Segment Start: EXERCISE PASSAGE
Souls in Need of Salvation, Satan's Agents, or Brothers in Peace?: English Settlers' Views of Native Americans

[2583] The First Seal of Massachusetts Bay Colony (1629), courtesy of the Massachusetts Secretary of the Commonwealth, Public Records Division.

When English immigrants set sail for the “New World” in the early seventeenth century, many of them believed that they would be settling what William Bradford called “a vast and unpeopled country.” When they arrived in America, however, they found not an empty wilderness but a developed region with a large population of Native Americans. Despite tendencies to view “the Indians” as a monolithic group, it is important to realize that Native American culture was extremely diverse; different tribes spoke different languages, created different political structures, and developed distinct cultural practices. Often, they fought among themselves over rights to land and game. Native American communities developed different strategies for dealing with the European settlers who began descending on their land in the seventeenth century: some opted to resist, some fled their traditional homelands, some sought accommodation, and some struck compromises. Cultural misunderstandings and intolerance plagued Indian-European relations, hampering negotiations and sometimes leading to violent confrontations.

Many Puritans who arrived in New England were convinced that the Indians they encountered represented remnants of the “Lost Tribes of Israel,” a part of God’s nation of chosen people that had gone astray and needed to be converted and saved. This belief was in fact one of the central premises of the Massachusetts Bay Colony charter: its colonial seal featured a picture of a Native American uttering the words “Come over and help us.” Such imagery enabled the Puritan fantasy that Native Americans were voluntarily inviting them to North America, where they were anxiously awaiting the colonists’ charity and spiritual instruction. In practice, Native Americans found that Puritan conversion practices could be extremely coercive and culturally insensitive. For Indians, accepting Christianity generally involved giving up their language, severing kinship ties with other Indians who had not been “saved,” and abandoning their traditional homes to live in European-style “Praying Towns.” Many Native Americans were understandably hostile toward Puritan missionaries, perceiving their work as a threat to Indian social bonds and cultural practices. Except for the persistence of a few zealous missionaries like John Eliot, Puritans’ enthusiasm for proselytizing among the natives had waned by the late seventeenth century.
Segment End: EXERCISE PASSAGE
Segment Start: ENTRIES PROVIDED
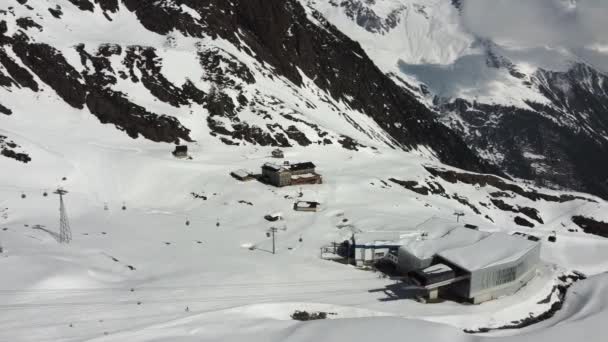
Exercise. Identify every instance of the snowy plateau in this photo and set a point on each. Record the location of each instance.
(407, 113)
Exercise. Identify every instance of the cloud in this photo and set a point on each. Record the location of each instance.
(572, 24)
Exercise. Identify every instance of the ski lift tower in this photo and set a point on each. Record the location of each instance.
(65, 233)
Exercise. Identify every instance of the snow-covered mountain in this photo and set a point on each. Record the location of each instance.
(94, 94)
(537, 111)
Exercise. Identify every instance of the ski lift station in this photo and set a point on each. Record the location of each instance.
(446, 258)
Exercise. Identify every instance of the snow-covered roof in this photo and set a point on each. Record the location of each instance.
(378, 238)
(242, 173)
(439, 268)
(496, 249)
(306, 175)
(426, 248)
(273, 166)
(436, 227)
(307, 204)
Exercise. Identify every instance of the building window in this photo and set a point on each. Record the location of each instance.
(506, 276)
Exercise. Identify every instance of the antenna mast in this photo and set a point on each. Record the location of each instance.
(65, 232)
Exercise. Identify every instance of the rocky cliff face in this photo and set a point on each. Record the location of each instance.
(243, 49)
(537, 114)
(562, 143)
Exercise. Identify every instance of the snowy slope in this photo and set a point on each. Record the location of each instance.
(188, 257)
(516, 103)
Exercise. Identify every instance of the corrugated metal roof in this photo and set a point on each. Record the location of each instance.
(496, 249)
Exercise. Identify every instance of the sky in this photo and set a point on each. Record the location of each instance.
(579, 26)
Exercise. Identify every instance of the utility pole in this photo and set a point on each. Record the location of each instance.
(272, 231)
(65, 233)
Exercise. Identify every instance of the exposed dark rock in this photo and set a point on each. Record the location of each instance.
(293, 133)
(51, 67)
(18, 74)
(108, 5)
(565, 138)
(367, 18)
(149, 65)
(412, 186)
(280, 34)
(7, 149)
(84, 5)
(27, 23)
(530, 212)
(490, 180)
(591, 226)
(520, 221)
(465, 201)
(114, 108)
(56, 12)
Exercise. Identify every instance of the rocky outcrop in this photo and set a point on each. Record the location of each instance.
(281, 34)
(52, 68)
(559, 145)
(591, 226)
(490, 180)
(8, 149)
(114, 108)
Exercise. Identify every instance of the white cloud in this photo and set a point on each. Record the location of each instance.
(573, 24)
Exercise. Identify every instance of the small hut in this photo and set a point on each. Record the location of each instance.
(306, 206)
(242, 175)
(278, 153)
(181, 151)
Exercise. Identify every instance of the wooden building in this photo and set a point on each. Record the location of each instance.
(307, 206)
(291, 174)
(242, 175)
(181, 151)
(278, 153)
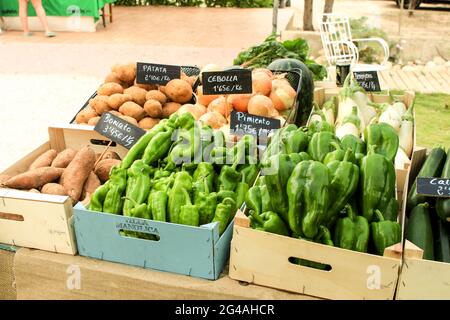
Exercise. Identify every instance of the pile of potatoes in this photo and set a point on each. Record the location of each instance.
(140, 104)
(71, 173)
(272, 96)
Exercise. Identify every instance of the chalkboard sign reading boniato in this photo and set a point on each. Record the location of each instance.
(149, 73)
(368, 80)
(227, 82)
(118, 130)
(435, 187)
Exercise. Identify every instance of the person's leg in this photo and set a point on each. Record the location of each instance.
(40, 12)
(23, 13)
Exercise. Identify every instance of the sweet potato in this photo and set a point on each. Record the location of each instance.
(35, 178)
(77, 172)
(137, 94)
(103, 168)
(85, 115)
(179, 91)
(153, 108)
(133, 110)
(148, 123)
(53, 188)
(156, 95)
(63, 159)
(169, 108)
(109, 88)
(91, 184)
(118, 99)
(44, 160)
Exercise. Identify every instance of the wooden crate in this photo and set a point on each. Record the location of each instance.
(193, 251)
(43, 221)
(421, 279)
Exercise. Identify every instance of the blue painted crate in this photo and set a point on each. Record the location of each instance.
(193, 251)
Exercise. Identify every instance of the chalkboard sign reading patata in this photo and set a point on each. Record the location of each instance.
(242, 123)
(434, 187)
(118, 130)
(227, 82)
(368, 80)
(149, 73)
Segment End: ENTRIES PROVIDED
WORK ITEM A.
In the passage on English settlers' views of Native Americans, what words does the Native American on the Massachusetts Bay Colony seal say?
WORK ITEM B.
Continue the passage on English settlers' views of Native Americans from its last sentence.

EXERCISE ANSWER A.
"Come over and help us."

EXERCISE ANSWER B.
Puritan-Indian relations were further troubled by recurring disagreements over land use and land rights. Part of the problem stemmed from the groups’ fundamentally different attitudes toward land ownership. To the New England Indians, “selling” land did not mean granting exclusive, perpetual ownership to the buyer; instead, it involved accepting a new neighbor and sharing resources. The Puritans, on the other hand, were committed to the notion of private property and expected Native Americans immediately and permanently to vacate their land upon its sale. Some Puritan settlers felt that they were entitled to Native American land because, in their view, the Indians were squandering the land’s potential by failing to enclose it or to farm it in the English manner. The problems inevitably caused by these radically different concepts of land use and land ownership were compounded by the Puritans’ increasing conviction that the Indians’ claims were invalid anyway, because God intended to bestow New England upon the English. By 1676, the minister Increase Mather wrote confidently about the Puritans’ property rights over “the Heathen People amongst whom we live, and whose Land the Lord God of our Fathers has given to us for a rightful possession.”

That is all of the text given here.